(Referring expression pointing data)
....................

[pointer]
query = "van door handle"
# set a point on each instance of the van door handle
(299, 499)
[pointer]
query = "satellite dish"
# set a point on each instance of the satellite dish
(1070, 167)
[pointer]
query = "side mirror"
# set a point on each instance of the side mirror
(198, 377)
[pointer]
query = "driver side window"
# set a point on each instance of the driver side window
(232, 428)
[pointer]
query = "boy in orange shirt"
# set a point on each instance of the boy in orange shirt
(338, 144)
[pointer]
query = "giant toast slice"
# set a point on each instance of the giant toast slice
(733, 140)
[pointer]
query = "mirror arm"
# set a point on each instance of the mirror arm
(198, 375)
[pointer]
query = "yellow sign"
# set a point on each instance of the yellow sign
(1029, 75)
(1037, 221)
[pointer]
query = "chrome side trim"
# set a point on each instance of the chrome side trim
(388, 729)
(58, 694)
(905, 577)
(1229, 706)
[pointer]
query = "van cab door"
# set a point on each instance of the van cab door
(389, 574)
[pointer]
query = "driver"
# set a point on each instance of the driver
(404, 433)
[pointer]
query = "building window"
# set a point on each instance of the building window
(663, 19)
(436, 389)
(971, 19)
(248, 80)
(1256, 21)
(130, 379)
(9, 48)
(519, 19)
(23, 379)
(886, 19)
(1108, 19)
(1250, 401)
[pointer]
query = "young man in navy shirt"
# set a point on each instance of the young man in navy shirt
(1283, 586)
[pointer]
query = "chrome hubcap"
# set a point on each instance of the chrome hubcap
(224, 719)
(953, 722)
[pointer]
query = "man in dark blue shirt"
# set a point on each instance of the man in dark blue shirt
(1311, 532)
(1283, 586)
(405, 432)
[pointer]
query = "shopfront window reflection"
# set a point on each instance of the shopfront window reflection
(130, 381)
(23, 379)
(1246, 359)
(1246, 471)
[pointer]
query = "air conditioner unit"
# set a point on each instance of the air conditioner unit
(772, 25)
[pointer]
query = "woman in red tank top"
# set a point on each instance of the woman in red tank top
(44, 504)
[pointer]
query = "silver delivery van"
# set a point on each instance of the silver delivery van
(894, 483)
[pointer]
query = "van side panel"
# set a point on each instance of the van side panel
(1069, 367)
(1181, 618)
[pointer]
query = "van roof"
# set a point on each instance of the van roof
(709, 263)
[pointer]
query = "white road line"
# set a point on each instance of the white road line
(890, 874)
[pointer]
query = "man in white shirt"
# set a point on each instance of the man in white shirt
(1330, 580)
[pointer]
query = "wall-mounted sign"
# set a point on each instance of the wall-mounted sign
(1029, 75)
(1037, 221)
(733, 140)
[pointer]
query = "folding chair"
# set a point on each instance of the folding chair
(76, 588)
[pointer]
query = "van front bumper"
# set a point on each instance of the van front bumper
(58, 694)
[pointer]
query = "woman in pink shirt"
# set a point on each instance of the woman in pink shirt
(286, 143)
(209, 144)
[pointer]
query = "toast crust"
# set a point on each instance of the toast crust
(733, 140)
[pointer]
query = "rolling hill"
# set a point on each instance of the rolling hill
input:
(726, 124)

....................

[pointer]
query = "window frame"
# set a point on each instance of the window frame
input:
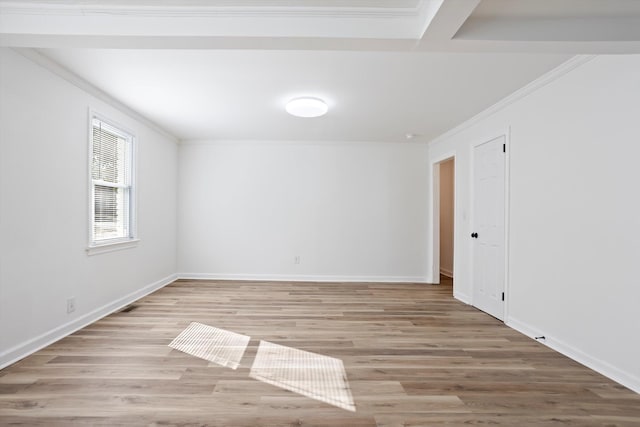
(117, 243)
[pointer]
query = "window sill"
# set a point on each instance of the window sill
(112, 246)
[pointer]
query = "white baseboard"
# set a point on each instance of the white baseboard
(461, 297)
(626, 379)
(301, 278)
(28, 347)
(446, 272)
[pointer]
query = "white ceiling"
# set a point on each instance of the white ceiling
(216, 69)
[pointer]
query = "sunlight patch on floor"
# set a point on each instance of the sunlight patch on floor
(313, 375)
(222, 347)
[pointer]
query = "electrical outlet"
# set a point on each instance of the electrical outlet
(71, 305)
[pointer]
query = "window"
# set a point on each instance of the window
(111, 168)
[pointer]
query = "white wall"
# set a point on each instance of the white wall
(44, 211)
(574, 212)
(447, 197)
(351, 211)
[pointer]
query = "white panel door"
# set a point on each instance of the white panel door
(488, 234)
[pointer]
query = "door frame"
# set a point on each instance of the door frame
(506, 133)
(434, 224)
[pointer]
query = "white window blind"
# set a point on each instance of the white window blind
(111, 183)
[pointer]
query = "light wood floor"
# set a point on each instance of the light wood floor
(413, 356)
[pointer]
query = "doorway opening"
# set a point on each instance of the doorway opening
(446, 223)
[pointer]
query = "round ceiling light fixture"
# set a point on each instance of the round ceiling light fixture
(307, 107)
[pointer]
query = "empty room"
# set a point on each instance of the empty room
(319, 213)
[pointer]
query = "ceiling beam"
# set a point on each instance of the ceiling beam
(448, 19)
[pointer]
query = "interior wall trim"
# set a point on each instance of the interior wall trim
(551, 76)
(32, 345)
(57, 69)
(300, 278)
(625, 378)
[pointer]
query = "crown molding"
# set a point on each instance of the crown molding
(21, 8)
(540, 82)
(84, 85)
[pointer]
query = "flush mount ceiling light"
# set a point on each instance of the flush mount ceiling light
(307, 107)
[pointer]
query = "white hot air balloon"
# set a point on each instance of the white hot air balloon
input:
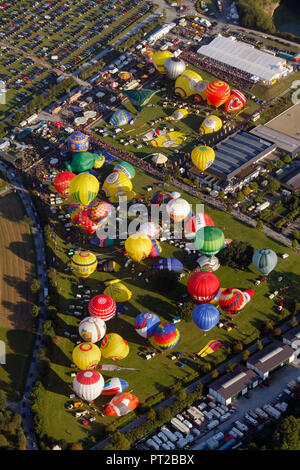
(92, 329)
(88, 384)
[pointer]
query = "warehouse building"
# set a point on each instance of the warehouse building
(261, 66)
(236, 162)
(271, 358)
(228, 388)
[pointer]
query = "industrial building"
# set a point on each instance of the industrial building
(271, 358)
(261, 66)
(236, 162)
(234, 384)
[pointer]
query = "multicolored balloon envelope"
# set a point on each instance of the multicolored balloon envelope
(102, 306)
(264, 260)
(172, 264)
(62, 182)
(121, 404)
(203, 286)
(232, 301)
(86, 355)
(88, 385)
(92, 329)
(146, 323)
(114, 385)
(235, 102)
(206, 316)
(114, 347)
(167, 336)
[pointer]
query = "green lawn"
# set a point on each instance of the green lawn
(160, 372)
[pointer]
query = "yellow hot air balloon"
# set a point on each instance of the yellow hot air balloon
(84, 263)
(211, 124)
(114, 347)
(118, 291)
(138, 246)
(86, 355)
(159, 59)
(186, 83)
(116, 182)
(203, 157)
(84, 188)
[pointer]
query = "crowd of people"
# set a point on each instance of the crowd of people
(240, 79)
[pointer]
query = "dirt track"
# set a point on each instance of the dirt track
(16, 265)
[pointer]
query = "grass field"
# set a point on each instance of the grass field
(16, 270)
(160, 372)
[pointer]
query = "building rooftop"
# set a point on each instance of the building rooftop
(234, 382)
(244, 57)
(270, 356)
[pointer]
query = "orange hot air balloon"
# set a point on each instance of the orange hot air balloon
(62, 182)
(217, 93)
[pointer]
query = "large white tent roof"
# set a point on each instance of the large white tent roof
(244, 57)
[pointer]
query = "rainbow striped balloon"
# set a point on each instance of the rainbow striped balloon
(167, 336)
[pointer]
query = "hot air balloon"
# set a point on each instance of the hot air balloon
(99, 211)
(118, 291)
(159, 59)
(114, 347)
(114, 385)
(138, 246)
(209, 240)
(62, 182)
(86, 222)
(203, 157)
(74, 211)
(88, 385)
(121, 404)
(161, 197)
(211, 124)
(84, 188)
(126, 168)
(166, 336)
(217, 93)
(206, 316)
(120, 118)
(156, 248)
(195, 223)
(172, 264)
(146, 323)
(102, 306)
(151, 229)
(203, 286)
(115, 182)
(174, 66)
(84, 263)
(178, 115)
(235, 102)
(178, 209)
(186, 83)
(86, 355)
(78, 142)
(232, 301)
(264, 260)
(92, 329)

....................

The expected answer is a copy of each line in the records that holds the word "hill".

query = "rolling hill"
# set a point on each instance of the rolling hill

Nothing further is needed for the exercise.